**Written problem:**
Copy out every one of the rows below, changing "in this photograph" to "in this image" and leaving everything else as it is.

(Records)
------------------------------------

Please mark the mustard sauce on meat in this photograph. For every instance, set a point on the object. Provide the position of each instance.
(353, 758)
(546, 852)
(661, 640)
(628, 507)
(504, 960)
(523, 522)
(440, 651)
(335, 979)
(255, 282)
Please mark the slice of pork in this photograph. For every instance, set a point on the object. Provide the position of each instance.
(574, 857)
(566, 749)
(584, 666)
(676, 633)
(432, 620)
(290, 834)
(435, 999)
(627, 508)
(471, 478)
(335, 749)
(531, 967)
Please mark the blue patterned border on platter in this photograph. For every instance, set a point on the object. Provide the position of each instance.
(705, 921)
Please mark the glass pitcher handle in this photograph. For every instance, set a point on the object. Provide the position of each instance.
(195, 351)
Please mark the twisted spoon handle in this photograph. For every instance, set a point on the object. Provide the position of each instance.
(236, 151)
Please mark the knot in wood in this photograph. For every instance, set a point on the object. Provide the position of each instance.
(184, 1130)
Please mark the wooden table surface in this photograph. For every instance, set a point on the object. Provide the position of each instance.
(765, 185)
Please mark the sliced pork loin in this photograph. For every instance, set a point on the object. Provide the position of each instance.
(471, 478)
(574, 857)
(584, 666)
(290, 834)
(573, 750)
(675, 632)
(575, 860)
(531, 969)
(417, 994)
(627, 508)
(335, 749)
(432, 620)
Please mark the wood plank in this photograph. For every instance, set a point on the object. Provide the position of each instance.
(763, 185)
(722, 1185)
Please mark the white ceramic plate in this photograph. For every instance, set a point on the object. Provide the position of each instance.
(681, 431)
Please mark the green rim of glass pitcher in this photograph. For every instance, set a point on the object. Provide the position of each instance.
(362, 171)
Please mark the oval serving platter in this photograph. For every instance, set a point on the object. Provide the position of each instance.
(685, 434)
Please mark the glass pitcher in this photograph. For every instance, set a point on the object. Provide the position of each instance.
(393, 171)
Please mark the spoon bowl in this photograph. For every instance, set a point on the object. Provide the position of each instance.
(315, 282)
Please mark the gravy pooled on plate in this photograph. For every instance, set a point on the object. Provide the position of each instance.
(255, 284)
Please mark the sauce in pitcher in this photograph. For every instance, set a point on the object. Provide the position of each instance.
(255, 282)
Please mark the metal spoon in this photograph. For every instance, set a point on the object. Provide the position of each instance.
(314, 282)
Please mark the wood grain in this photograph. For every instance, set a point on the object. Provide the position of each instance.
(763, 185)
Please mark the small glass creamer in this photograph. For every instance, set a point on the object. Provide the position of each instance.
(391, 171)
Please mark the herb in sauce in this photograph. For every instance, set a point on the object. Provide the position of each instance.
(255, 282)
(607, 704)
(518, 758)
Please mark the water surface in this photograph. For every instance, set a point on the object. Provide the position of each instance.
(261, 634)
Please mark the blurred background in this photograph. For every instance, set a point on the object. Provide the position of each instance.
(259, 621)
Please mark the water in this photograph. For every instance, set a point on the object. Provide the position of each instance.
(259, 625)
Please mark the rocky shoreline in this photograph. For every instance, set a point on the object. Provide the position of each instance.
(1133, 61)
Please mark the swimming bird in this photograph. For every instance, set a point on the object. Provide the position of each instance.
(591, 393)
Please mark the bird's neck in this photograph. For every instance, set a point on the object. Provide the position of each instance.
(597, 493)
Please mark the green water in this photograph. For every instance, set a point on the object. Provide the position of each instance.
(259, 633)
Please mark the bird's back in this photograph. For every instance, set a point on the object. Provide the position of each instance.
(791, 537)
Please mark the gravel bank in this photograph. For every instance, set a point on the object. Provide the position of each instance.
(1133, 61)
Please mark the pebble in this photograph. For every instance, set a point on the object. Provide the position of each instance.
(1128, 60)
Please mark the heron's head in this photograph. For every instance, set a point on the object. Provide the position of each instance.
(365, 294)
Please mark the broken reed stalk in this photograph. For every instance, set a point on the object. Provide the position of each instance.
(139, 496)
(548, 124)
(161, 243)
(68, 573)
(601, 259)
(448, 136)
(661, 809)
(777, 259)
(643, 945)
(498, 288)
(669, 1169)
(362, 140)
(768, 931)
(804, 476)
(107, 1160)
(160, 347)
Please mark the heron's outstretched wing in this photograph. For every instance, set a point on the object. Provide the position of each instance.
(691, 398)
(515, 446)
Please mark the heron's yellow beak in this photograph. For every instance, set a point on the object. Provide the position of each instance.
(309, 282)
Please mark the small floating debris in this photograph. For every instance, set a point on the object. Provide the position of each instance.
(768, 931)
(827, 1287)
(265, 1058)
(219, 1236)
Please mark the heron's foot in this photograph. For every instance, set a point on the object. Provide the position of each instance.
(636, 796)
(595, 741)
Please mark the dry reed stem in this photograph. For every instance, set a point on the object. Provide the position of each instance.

------------------------------------

**Solution for this exercise:**
Please mark the mustard sauce on meat in this image. For every instance, set a point on the object. Provide the position of each instance.
(353, 758)
(546, 852)
(661, 640)
(628, 507)
(504, 960)
(523, 522)
(440, 651)
(335, 979)
(255, 282)
Please mark the slice of pork in this image. For every instance, set a point on the object. Provide the position of each instance.
(574, 857)
(566, 749)
(584, 666)
(676, 633)
(432, 620)
(290, 834)
(435, 999)
(627, 508)
(471, 478)
(335, 749)
(531, 967)
Please mark the blue patterned border on platter in this image. For every instance, set a point on the object. Provide the position of each instance.
(705, 921)
Please mark the glass pitcher handle in this image. For every instance, set a point on the object. Provide the position of each instance.
(195, 351)
Please mark the twisted spoon handle in this image. For every instance, set a point on the object. Provide the position of each instance.
(236, 151)
Please mark the knot in wood in this image. For every instance, set a point on the object. Provide the position of each instance.
(184, 1130)
Please mark the wooden table surface in this image. For every instance, set a point on the object. Provide the position of each instance.
(765, 185)
Please mark the sliced pork loin in this image. For every instance, set a point on the object. Provide the position of each instance.
(471, 478)
(574, 857)
(584, 666)
(290, 834)
(573, 750)
(675, 632)
(575, 860)
(531, 969)
(417, 994)
(627, 508)
(335, 749)
(432, 620)
Please mark the wood plank in this image. For every instance, set a point on the object. Provide the position of each instance.
(763, 185)
(722, 1185)
Please mark the white ceramic plate in this image. For every instance, set a point on the object. Provide the position of each instance.
(681, 431)
Please mark the green rim of glass pitcher in this image. For every instance, set a point on the object. Provide the position of each instance.
(362, 171)
Please mark the oval serving platter in this image. For every instance, set a point on the object. Provide the position of each instance.
(685, 434)
Please mark the glass pitcher in this image. For every instance, set a point on the object. Provide the position of each instance.
(393, 171)
Please mark the spoon bowl in this image. For every instance, set a point on the object. Provide the position of each instance.
(315, 282)
Please mark the gravy pooled on plate in this image. For every instance, set a point on the object. Provide the position of each instance.
(255, 284)
Please mark the sauce in pitcher in this image. For every instance, set a point on the object. Provide the position of each instance.
(255, 282)
Please mark the metal spoon in this image. For every instance, set a point on the object. Provide the position of each instance.
(314, 282)
Please mark the wood grain in this image. For every instance, set a point on the object. Provide the position of each instance.
(763, 185)
Please mark the small glass creamer in this image. For every instance, set a point on the object. Provide the position of each instance.
(391, 171)
Please mark the herb in sauce in this image. For every instance, set a point on the object. Provide the position of each instance.
(255, 282)
(607, 704)
(518, 758)
Please mark the water surface in this image. For every instance, set a point on the object. Provide the position of each instance.
(261, 634)
Please mark the blurred background in this image. For every instance, set a point on the object. Provide the position of each instance.
(259, 621)
Please mark the water in this image. For every instance, set a point on the object. Provide the position of each instance.
(259, 625)
Please mark the rocky shoreline in this image. For every instance, set a point on the object. Provide the position of each instance.
(1133, 61)
Please mark the swimming bird in this image. For every instance, set a point on the object. Provide the position of each instance.
(591, 393)
Please mark the bird's neck in this image. For every instance, set a point on the object. Provide the position of each instance.
(597, 493)
Please mark the green water in this image. For every instance, set a point on the object. Provide the position of each instance.
(259, 633)
Please mark the bird's back in this image. For every instance, set a point on the object. Provide the position of each instance.
(791, 537)
Please mark the gravel bank in this image. For every instance, set a point on the object. Provide the position of each instance.
(1133, 61)
Please mark the pebble in this image. For every instance, set a point on the object. Provide the position of each instance.
(1128, 60)
Please mark the heron's head in this image. For every instance, set a point on the object. Provide the position of each instance.
(365, 294)
Please mark the broken reed stalk in this image. For every instance, set a point on the object. Provide the position of each instance.
(139, 496)
(548, 124)
(161, 243)
(68, 573)
(601, 259)
(448, 136)
(661, 809)
(777, 259)
(643, 945)
(498, 288)
(669, 1169)
(362, 140)
(768, 931)
(804, 476)
(107, 1160)
(160, 347)
Please mark the heron's outstretched wing in this image. For every instance, set a point on the object. Provide the position of each instance.
(691, 398)
(515, 446)
Please mark the heron's yellow beak in this image. For every instance, set a point on the object. Provide the position of each instance.
(309, 282)
Please mark the small floating debris in this image. For every instance, set a point on the object. Provide the position of each instance.
(768, 931)
(827, 1287)
(265, 1058)
(219, 1236)
Please mark the heron's foot in this image. For every instance, set a point on the object. Provide the position of each instance.
(636, 796)
(595, 741)
Please mark the dry reed stem in this image. For every instance, set a point on the object. Provide the position of each instance.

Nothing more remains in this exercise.